Texte:
__________

Le développement de l’Afrique a pour originalité de mettre en exergue les velléités propres à un marché et les différents moyens de le maîtriser. Le droit en fait partie.

Prise de conscience et homogénéisation des modèles de gouvernance

L’attrait des investisseurs pour le Continent a toujours été important. Néanmoins, celui-ci a pendant longtemps été freiné par leurs réticences, induites par les problèmes de stabilité politique et économique de certains pays, ralentissant ainsi le développement inclusif de l’Afrique. Le continent africain est depuis quelques années en complète mutation. Celle-ci s’amorce à plusieurs niveaux : politique et sociétal, mais de manière plus importante sur le plan économique. Une prise de conscience s’est effectuée au fil des années concernant la place de l’Afrique et ses possibilités en matière de gestion des ressources, de développement économique et de modernisation. Les carences en infrastructures stratégiques se sont fait ressentir et ont ainsi accentué la nécessité de modifier les modèles de gouvernance à long terme.

__________

Consigne 1:
D'après le texte sur le développement de l'Afrique, qu'est-ce qui a longtemps freiné l'attrait des investisseurs pour le continent ?
Le texte et les entrées n'ont aucun lien entre eux.

__________

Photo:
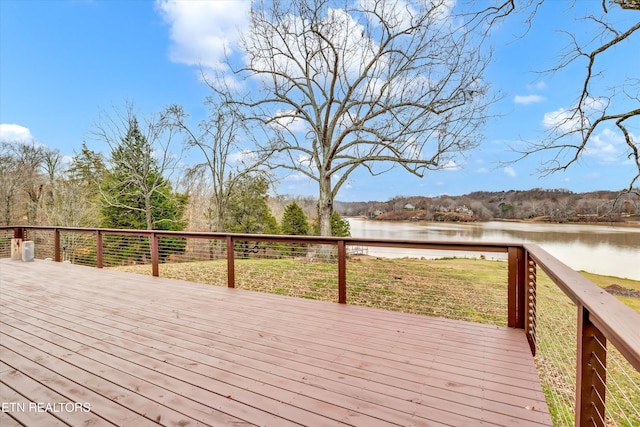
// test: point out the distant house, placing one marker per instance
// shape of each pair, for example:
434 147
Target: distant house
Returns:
464 210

__________

Consigne 2:
Reproduisez à l'identique toutes les lignes des entrées ci-dessus, en omettant les images.

Réponse 1:
Leurs réticences, induites par les problèmes de stabilité politique et économique de certains pays.

Réponse 2:
Photo:
// test: point out the distant house, placing one marker per instance
// shape of each pair, for example:
434 147
Target: distant house
Returns:
464 210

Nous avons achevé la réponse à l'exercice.